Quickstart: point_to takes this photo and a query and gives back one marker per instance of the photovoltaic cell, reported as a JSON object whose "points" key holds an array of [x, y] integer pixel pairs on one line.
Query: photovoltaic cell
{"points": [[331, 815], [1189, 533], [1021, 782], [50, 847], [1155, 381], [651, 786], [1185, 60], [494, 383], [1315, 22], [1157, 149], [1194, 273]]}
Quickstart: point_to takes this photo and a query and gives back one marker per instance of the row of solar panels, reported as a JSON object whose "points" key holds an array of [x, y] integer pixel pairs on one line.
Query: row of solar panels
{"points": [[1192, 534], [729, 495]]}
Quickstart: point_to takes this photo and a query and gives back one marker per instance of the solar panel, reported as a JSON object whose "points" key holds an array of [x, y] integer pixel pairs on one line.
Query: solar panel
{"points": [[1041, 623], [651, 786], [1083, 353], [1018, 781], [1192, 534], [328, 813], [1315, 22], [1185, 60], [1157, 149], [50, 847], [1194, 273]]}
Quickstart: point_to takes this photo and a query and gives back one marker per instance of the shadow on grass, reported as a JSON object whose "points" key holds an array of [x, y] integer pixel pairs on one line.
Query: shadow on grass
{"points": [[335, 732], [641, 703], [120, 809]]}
---
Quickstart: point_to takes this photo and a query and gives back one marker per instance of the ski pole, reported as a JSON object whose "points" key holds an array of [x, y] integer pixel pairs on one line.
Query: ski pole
==
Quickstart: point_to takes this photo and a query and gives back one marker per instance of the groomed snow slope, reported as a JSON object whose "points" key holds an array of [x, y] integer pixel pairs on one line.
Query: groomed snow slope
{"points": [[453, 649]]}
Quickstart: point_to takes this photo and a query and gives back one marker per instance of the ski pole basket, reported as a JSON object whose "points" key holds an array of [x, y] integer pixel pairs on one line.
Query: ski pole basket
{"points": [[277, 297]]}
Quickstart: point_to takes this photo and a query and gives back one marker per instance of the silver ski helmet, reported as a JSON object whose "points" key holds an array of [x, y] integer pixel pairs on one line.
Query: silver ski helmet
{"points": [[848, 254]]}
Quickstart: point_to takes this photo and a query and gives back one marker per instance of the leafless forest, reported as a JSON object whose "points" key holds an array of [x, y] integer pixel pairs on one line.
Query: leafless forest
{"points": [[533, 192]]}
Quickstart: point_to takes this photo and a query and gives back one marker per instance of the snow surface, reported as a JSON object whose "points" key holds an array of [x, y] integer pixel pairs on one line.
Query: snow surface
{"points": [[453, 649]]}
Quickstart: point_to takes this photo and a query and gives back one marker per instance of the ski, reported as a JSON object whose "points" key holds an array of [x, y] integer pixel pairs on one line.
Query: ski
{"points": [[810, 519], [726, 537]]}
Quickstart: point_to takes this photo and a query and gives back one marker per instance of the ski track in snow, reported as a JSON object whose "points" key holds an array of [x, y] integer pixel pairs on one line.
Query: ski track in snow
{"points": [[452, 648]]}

■ PROBLEM TO SOLVE ■
Reproduce, word for word, the lines above from the one containing "of the solar" through the one containing "Query: solar panel", and give nothing else.

■ RESULT OF THIS EXERCISE ■
Quickstart: point_to takes this photo and a query and gives back one marker per instance of the solar panel, reported as a JSON object whose "points" key holds an array of [x, y] integer pixel pairs on one line.
Query: solar panel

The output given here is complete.